*OBJECTIVE:* Starting at the line that contains "of the smiling" and stopping after the line that contains "column 325, row 695", reproduce only those lines of the listing, renaming "support stake" to "garden stake" wherever it occurs and leaving everything else unchanged.

*RAW RECORDS:*
● ● ● ● ● ● ●
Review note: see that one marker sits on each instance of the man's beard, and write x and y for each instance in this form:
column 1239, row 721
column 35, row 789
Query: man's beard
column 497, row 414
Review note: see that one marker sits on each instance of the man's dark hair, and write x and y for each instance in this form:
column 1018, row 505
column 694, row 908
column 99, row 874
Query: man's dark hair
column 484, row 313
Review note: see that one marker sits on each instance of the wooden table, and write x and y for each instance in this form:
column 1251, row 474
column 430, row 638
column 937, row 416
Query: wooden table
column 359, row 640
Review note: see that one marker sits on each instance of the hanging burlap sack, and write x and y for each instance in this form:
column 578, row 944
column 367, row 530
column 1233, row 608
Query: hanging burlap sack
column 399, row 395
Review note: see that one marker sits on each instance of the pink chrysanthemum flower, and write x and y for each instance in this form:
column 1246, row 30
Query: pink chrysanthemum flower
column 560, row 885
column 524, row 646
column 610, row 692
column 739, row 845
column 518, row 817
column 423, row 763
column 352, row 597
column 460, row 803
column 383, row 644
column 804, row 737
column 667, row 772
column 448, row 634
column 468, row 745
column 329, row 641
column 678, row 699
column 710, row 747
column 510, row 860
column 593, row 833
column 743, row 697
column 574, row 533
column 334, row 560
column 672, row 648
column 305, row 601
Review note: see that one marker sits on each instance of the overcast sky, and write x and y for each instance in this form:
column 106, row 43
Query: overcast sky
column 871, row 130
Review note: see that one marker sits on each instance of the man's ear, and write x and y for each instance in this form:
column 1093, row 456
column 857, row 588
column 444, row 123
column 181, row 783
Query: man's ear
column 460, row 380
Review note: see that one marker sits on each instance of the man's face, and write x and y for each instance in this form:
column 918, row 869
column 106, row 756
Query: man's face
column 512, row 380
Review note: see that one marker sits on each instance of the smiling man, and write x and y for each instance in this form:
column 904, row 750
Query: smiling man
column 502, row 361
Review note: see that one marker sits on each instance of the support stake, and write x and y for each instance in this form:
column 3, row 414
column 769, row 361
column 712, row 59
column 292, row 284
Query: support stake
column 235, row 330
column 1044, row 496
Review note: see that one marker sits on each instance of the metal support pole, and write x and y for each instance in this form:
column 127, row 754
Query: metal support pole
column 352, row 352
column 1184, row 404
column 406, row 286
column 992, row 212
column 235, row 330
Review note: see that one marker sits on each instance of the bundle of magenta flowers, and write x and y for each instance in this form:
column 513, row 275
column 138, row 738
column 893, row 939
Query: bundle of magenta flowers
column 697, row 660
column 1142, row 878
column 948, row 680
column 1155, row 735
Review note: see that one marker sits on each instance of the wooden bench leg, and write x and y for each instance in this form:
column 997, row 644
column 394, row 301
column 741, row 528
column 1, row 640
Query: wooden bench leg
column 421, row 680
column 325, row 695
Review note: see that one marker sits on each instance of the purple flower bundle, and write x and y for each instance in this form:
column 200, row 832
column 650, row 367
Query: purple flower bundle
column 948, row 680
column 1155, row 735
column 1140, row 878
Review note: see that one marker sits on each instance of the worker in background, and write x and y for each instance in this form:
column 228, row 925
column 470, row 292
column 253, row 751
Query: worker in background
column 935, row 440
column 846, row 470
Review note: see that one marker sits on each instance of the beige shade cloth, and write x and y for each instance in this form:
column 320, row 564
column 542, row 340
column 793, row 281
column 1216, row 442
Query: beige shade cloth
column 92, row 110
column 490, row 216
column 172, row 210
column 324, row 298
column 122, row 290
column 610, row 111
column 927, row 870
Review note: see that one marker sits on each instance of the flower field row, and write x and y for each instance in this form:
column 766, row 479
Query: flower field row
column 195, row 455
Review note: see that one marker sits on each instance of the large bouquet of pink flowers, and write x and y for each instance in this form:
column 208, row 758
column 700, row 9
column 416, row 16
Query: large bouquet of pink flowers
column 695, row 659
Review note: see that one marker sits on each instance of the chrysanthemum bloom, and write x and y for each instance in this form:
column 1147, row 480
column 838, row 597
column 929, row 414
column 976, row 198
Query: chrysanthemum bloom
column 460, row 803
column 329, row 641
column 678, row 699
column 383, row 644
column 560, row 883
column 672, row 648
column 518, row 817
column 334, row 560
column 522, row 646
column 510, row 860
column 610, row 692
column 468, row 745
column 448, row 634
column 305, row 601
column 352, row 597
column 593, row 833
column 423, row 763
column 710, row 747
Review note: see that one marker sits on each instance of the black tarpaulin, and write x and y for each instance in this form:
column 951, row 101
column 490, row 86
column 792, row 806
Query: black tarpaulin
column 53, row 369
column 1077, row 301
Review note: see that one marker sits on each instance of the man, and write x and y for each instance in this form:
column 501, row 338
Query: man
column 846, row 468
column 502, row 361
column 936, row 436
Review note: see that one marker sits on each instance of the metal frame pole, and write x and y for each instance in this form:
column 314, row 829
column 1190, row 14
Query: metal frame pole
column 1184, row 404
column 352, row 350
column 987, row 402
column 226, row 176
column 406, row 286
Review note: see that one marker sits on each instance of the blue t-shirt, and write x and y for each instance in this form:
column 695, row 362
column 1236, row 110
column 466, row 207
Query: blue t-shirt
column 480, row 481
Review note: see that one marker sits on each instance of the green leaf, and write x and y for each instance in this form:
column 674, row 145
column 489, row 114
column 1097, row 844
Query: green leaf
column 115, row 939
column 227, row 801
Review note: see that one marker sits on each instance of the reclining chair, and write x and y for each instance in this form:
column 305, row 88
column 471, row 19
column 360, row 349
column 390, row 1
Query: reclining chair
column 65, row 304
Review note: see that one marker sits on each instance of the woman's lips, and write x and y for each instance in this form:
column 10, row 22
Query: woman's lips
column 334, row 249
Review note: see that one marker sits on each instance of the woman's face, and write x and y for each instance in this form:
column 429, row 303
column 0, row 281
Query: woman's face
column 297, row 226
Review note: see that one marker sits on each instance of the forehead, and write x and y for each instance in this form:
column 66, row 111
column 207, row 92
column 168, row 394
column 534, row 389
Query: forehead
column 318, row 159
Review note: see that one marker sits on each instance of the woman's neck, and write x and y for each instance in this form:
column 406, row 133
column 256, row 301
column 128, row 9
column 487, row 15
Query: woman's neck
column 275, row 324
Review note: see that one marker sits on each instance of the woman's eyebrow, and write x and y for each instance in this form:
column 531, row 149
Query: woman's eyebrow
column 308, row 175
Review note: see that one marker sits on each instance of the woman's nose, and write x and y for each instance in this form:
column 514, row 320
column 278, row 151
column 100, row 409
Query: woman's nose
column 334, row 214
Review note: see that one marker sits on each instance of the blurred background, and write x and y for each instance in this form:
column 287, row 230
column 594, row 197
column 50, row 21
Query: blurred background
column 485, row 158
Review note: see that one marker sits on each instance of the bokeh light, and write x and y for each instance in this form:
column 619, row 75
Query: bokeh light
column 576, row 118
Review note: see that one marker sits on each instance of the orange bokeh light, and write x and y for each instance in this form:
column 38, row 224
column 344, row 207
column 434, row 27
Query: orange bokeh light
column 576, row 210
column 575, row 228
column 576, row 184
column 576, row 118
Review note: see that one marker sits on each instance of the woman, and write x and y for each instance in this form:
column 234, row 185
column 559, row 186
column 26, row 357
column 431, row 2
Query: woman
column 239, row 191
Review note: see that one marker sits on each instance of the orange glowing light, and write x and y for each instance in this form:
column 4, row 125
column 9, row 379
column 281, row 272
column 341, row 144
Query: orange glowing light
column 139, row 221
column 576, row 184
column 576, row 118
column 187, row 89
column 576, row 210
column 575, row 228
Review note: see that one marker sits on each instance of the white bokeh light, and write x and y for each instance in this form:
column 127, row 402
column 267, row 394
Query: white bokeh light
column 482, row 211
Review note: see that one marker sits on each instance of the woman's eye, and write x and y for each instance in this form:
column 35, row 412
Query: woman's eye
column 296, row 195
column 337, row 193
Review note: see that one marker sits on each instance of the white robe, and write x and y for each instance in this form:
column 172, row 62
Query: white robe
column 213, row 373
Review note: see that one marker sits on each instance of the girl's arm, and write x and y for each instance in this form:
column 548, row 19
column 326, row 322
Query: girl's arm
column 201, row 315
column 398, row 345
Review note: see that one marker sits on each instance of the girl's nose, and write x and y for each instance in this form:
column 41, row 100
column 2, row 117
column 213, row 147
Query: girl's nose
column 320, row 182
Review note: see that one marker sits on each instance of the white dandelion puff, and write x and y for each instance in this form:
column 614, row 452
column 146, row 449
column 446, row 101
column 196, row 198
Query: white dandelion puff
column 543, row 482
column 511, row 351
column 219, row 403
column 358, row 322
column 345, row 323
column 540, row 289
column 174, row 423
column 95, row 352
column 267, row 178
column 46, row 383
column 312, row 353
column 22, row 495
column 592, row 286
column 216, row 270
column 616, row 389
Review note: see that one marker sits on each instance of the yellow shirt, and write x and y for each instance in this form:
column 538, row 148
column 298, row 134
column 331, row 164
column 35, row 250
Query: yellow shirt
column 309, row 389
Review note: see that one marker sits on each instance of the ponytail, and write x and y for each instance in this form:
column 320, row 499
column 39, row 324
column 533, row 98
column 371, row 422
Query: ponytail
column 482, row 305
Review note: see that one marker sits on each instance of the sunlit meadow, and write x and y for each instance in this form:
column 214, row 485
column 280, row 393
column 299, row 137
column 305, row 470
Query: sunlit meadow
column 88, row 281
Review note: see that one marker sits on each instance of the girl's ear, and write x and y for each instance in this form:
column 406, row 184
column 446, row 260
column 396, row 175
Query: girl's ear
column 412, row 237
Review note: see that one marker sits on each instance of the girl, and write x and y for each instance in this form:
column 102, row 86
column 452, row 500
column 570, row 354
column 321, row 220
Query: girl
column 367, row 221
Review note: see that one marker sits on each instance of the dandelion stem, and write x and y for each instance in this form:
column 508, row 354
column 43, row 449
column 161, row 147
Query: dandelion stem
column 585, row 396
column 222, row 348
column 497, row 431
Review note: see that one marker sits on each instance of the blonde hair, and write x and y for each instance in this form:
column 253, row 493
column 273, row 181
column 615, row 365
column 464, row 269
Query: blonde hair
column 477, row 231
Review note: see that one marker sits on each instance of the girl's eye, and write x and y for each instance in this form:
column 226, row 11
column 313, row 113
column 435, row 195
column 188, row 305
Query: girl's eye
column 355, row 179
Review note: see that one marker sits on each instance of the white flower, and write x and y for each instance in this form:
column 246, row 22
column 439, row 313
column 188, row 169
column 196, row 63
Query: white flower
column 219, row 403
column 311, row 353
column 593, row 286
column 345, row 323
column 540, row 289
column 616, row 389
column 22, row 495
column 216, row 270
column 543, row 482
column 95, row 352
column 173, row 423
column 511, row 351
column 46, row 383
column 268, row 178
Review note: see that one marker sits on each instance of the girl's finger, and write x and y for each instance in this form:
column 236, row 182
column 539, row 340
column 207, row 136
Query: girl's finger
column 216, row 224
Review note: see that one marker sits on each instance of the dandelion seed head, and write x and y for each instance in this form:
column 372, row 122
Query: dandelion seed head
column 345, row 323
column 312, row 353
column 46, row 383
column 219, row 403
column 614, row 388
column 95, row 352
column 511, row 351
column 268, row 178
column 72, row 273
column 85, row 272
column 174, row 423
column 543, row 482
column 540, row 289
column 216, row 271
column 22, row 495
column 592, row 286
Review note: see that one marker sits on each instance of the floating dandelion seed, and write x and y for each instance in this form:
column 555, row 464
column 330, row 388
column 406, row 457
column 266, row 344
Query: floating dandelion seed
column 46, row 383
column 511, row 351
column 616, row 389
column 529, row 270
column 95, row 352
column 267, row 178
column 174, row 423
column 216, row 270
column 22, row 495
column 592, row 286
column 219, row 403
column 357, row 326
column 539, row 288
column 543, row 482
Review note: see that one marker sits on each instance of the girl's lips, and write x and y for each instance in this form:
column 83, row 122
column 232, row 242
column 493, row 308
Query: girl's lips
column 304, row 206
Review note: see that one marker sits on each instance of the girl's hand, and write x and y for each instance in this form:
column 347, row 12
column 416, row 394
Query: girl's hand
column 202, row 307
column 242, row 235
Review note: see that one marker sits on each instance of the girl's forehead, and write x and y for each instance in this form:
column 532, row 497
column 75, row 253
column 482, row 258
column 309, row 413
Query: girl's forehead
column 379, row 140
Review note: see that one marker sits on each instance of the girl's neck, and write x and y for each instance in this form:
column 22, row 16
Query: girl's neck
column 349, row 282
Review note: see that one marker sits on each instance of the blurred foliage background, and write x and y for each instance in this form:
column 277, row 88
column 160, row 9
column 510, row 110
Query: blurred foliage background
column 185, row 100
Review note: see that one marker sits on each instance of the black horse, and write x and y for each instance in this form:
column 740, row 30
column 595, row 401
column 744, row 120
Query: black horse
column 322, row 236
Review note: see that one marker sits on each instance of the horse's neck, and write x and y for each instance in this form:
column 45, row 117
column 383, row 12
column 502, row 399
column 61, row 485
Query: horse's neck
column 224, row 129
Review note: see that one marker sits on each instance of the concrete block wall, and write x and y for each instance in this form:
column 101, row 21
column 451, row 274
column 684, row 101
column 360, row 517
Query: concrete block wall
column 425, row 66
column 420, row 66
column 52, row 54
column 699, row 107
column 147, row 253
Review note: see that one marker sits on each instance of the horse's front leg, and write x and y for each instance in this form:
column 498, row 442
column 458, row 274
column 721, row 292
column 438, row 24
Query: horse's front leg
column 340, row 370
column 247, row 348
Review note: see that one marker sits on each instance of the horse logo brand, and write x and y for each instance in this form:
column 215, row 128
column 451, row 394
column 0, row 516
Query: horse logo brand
● ● ● ● ● ● ●
*EXERCISE OUTPUT:*
Review note: see that one marker sits on each instance of the smiling man, and write x and y for each instance in this form:
column 904, row 750
Query: smiling man
column 502, row 361
Review note: see that one marker sits on each instance of the garden stake, and write x and y for each instance in this form:
column 3, row 414
column 769, row 361
column 712, row 59
column 292, row 284
Query: garden stake
column 235, row 330
column 1044, row 496
Review note: see that one marker sits on each instance of the metal support pole, and write x and y for each instance in this form:
column 127, row 754
Query: metal support pole
column 352, row 352
column 1184, row 404
column 406, row 286
column 992, row 212
column 235, row 330
Review note: see that one marker sits on each instance of the bundle of magenta flowers, and write x and y for each instance in this form:
column 513, row 275
column 138, row 738
column 893, row 939
Query: bundle of magenta flowers
column 697, row 660
column 1142, row 878
column 948, row 680
column 1155, row 735
Review note: see that one marker sits on each instance of the wooden bench leg, and write x and y for each instance in this form:
column 997, row 644
column 394, row 301
column 741, row 528
column 1, row 640
Query: wooden bench leg
column 421, row 680
column 325, row 695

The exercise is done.